Answer these questions from the article on homelessness in Atlanta:
(a) On which street were a few dozen people standing or resting?
(b) Where had Mackendy Pierrette worked before he lost his job?
(c) On what night did Atlanta hold its "Point-in-Time" count?

*** Opening Document excerpt ***

The sky spit icy rain Thursday afternoon in downtown Atlanta, wetting people’s clothes and driving the cold to the bone. A few dozen stood, or rested on the pavement on Pryor Street because they had nowhere else to go.

”You can see what we’re going through: We have to be outside,” said Mackendy Pierrette, 47, who said he’d been without a place to stay for a few months after losing his job at a warehouse, then his apartment. He shivered in a soaked heavy coat. “I was waking up every morning, going to work.”

“There’s kids out here,” another man complained.

The situation on Atlanta streets for many is dire, and Pierrette represents one of what aid workers say are large numbers of people left without a home as a result of struggles amid the ongoing pandemic. It isn’t clear how many like him are living homeless in Atlanta, but this week, volunteers collected data that could help quantify the problem.

On Monday night, Atlanta held its annual “Point-in-Time” count to tally the number of people who are homeless in the city and survey them. The results are expected later this year. The 2022 count is the first in Atlanta since the start of the pandemic, a world-shaking event that U.S. Housing and Urban Development Secretary Marcia Fudge has said “only made the homelessness crisis worse.”

*** Closing Document excerpt ***
*** Opening Dataset extract ***

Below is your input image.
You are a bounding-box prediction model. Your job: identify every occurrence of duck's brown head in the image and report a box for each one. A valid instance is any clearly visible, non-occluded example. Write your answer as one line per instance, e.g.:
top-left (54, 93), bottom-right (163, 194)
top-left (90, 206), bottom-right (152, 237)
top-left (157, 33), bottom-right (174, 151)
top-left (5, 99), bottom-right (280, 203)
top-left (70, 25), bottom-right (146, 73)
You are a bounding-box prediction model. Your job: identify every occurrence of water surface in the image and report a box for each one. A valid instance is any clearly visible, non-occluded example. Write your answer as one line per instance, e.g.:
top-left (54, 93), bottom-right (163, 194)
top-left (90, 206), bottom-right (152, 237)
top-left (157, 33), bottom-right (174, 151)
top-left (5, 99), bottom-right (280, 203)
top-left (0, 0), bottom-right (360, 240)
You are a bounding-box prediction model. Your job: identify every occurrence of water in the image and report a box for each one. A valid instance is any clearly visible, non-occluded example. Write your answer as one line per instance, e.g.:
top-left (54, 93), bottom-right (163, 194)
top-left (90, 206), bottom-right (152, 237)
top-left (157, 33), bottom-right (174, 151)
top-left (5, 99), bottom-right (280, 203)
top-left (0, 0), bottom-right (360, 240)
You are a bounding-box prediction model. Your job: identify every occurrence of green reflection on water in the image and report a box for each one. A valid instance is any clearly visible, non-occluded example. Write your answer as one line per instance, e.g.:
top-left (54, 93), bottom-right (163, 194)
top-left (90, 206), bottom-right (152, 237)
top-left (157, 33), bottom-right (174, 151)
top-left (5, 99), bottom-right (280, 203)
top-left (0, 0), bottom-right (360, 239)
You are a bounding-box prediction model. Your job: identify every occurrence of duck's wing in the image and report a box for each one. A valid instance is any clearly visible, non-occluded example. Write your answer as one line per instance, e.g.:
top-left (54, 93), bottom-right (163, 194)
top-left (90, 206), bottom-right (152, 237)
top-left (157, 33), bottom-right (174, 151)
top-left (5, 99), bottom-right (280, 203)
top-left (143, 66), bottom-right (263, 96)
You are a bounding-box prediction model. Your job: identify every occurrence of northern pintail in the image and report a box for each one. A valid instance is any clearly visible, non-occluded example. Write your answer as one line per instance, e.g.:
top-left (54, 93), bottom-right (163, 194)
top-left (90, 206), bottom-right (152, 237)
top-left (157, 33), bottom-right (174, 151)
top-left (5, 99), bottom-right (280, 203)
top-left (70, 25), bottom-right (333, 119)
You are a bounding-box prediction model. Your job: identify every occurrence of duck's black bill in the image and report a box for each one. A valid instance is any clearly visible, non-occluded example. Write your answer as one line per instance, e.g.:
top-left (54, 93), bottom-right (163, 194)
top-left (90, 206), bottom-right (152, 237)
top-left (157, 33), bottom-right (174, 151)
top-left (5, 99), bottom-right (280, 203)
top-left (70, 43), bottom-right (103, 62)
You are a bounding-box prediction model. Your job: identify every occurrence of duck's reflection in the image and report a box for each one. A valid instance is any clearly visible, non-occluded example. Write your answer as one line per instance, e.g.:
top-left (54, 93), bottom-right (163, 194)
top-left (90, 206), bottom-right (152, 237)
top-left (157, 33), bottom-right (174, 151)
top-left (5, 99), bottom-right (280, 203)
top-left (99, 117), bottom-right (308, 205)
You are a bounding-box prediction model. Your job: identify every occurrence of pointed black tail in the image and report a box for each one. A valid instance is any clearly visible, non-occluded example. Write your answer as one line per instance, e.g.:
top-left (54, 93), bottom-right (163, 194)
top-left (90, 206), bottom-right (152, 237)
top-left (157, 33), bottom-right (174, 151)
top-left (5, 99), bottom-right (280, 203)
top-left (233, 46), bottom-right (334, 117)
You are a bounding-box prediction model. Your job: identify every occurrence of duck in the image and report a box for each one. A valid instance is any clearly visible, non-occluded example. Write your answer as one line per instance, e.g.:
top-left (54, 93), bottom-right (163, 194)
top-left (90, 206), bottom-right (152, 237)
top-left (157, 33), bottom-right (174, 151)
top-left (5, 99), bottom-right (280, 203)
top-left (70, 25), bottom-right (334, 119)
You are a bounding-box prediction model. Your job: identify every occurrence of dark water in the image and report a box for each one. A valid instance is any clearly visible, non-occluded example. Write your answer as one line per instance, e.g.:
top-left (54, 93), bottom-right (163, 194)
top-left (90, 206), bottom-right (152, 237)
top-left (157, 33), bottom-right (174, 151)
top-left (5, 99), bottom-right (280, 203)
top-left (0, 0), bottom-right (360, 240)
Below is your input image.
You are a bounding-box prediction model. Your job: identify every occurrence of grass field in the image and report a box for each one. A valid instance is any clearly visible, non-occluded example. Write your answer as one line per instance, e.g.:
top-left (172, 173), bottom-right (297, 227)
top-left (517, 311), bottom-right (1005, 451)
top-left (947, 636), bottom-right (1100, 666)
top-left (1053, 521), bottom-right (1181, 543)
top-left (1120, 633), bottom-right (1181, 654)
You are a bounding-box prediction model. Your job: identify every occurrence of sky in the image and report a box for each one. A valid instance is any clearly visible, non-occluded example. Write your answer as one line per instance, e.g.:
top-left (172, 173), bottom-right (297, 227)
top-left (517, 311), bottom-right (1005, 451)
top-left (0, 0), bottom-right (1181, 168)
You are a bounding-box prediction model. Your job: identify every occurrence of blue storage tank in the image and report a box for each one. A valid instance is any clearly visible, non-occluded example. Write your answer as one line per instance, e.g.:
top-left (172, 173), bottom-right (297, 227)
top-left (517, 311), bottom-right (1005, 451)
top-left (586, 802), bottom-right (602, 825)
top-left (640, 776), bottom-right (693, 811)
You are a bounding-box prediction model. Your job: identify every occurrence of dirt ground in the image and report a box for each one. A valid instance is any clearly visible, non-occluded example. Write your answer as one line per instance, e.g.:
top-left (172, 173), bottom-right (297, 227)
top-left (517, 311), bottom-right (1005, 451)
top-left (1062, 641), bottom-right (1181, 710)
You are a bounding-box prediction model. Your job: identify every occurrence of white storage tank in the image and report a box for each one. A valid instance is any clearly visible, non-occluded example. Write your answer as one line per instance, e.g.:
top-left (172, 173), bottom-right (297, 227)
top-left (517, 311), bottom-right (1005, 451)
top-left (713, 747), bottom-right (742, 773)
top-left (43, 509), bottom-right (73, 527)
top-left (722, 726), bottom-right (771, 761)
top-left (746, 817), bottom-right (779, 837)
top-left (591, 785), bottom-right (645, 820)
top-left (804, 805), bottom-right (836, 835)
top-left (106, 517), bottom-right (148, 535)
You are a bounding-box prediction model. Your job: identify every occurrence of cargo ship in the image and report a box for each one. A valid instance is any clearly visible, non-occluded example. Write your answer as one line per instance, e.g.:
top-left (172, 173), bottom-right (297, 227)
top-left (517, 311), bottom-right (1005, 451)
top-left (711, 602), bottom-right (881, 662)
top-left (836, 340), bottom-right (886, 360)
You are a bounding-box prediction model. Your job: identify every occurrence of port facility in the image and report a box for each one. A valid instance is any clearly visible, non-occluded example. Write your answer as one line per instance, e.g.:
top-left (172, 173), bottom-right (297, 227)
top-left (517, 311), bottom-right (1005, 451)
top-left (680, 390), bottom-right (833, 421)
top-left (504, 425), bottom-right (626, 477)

*** Closing Dataset extract ***

Solved problem:
(a) Pryor Street
(b) At a warehouse
(c) Monday night